• _TO DO_
• 1. Update the passage on weight quantization: begin at the words "A model weight" and stop after "and byte offset.", writing "parameter tensor" wherever "weight tensor" appears.
• 2. Answer from the passage on weight quantization.
(a) What three things does the header of each GGUF weight tensor describe?
(b) How many bytes does a Q4_K block occupy, and for how many elements?
(c) Which numeric type is used for the norm tensors?
• 3. Resume the passage on weight quantization after its final sentence.

• _PASSAGE GIVEN_
Weight Quantization and Numeric Representation

Overview

A model weight tensor goes through several numeric representation changes between the GGUF file on disk and the final matmul during inference. Understanding each stage is essential for debugging memory issues, correctness problems, and performance optimization.

Stage 1: GGUF File on Disk

GGUF stores each weight tensor as a contiguous byte region with a header describing its quantization type, shape, and byte offset.

Quantization Types in Q4_K_M Format

The Q4_K_M quantization scheme uses a mixed-precision strategy:

Type	Used For	Block Format	Bits/Param
Q4_K	Large projections (wq, wk, wv, wo, ffn_gate, ffn_up, ffn_down) in ~50% of layers	144 bytes per 256 elements: 2×f16 scale + 2×f16 min + 12 scale bytes + 128 nibble codes	~4.5
Q6_K	Same projections in the other ~50% of layers, plus output weight	210 bytes per 256 elements: higher precision for critical layers	~6.5
Q8_0	Not used in Q4_K_M (used in Q8_0 format models)	34 bytes per 32 elements: 1×f16 scale + 32×int8 codes	~8.5
FP32	Norms (attn_norm, ffn_norm, output_norm) — 1D tensors	4 bytes per element	32

Type

Used For

Block Format

Bits/Param

Q4_K

Large projections (wq, wk, wv, wo, ffn_gate, ffn_up, ffn_down) in ~50% of layers

144 bytes per 256 elements: 2×f16 scale + 2×f16 min + 12 scale bytes + 128 nibble codes

~4.5

Q6_K

Same projections in the other ~50% of layers, plus output weight

210 bytes per 256 elements: higher precision for critical layers

~6.5

Q8_0

Not used in Q4_K_M (used in Q8_0 format models)

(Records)
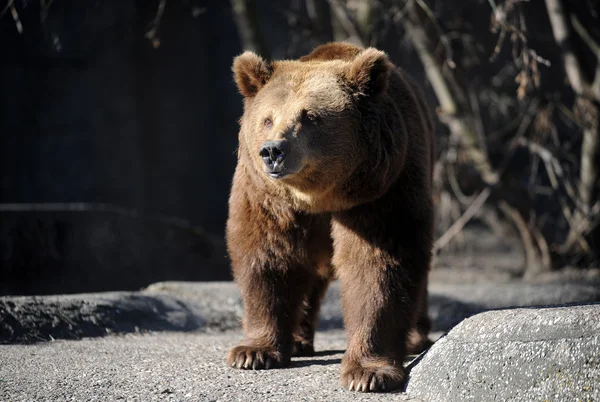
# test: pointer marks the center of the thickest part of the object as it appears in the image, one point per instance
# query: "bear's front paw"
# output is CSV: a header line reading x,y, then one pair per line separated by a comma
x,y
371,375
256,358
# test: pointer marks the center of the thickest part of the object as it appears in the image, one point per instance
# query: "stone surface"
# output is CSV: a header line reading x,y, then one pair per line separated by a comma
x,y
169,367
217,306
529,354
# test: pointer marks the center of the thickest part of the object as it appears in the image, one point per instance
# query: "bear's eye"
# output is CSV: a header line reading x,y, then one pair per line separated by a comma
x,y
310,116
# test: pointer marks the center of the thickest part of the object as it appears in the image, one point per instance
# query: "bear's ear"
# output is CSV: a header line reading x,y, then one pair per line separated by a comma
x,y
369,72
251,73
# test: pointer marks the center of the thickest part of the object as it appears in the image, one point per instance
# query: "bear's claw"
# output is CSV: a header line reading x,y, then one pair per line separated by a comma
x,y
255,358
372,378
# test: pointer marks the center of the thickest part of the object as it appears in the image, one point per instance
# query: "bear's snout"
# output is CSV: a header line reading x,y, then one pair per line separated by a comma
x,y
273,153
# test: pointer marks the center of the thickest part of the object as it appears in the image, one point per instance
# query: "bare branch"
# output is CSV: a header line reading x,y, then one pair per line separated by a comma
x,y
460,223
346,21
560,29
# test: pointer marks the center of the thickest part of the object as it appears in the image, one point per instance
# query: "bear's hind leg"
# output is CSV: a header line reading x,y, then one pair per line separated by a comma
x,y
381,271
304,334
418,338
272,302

• _WRITTEN ANSWERS_
• 1.
A model parameter tensor goes through several numeric representation changes between the GGUF file on disk and the final matmul during inference. Understanding each stage is essential for debugging memory issues, correctness problems, and performance optimization.

Stage 1: GGUF File on Disk

GGUF stores each parameter tensor as a contiguous byte region with a header describing its quantization type, shape, and byte offset.

• 2.
(a) Its quantization type, shape, and byte offset.
(b) 144 bytes per 256 elements.
(c) FP32, at 4 bytes per element.

• 3.
34 bytes per 32 elements: 1×f16 scale + 32×int8 codes

~8.5

FP32

Norms (attn_norm, ffn_norm, output_norm) — 1D tensors

4 bytes per element

Tensor Layout in GGUF

All 2D weight tensors are stored in row-major [out_dim, in_dim] order:

wq:       Shape(dim, dim)        = [4096, 4096]    "4096 output neurons, each with 4096 input weights"
wk:       Shape(kvDim, dim)      = [1024, 4096]    "1024 KV outputs (8 heads × 128 head_dim)"
ffn_gate: Shape(ffnDim, dim)     = [14336, 4096]   "14336 FFN hidden units"
ffn_down: Shape(dim, ffnDim)     = [4096, 14336]   "project back to model dim"

The matmul convention y = x @ W^T requires weights in [in_dim, out_dim] form, so a transpose is needed before or during the matmul.

Stage 2: Loading Raw Bytes

LlamaWeightLoader.loadToMapStreaming() reads the GGUF file via StreamingGGUFReader:

// QuantPolicy.NATIVE_OPTIMIZED: store as raw Int8 bytes
val tensor = streamingTensorToTensor(reader, tensorInfo, ctx)
// tensor.data is IntArrayTensorData containing the raw quantized bytes

At this stage, the tensor holds the original GGUF bytes unchanged. A quantTypes map records each tensor’s quantization type for later processing.

Memory at Stage 2

Qwen3-8B-Q4_K_M: ~4.7 GB (raw bytes, same as file size)

Stage 3: MemSegWeightConverter

MemSegWeightConverter.convert() transforms raw bytes into runtime-ready tensors. This is where the numeric representation diverges by quantization type.

Path A: Q4_0 → Q4MemorySegmentTensorData

Q4MemorySegmentTensorData.fromRawBytes(logicalShape, bytes, arena)

Copies raw bytes into a 64-byte-aligned MemorySegment (Arena-managed, off-heap)
The data stays in Q4_0 block format (no dequantization)
The MemorySegment alignment enables SIMD vector loads

Path B: Q8_0 → Q8MemorySegmentTensorData

Memory: same as raw bytes (~4.5 bits/param)

Same as Q4_0 but with Q8_0 block format (8 bits per code + f16 scale per 32 elements).

Path C: Q4_K / Q5_K / Q6_K → FP32 + Pre-Transpose

Memory: ~8.5 bits/param

// 1. Dequantize to float array
val floats = DequantOps.dequantFromBytes(bytes, quantType, rows * cols)

// 2. Pre-transpose from [out, in] to [in, out]
val transposed = FloatArray(rows * cols)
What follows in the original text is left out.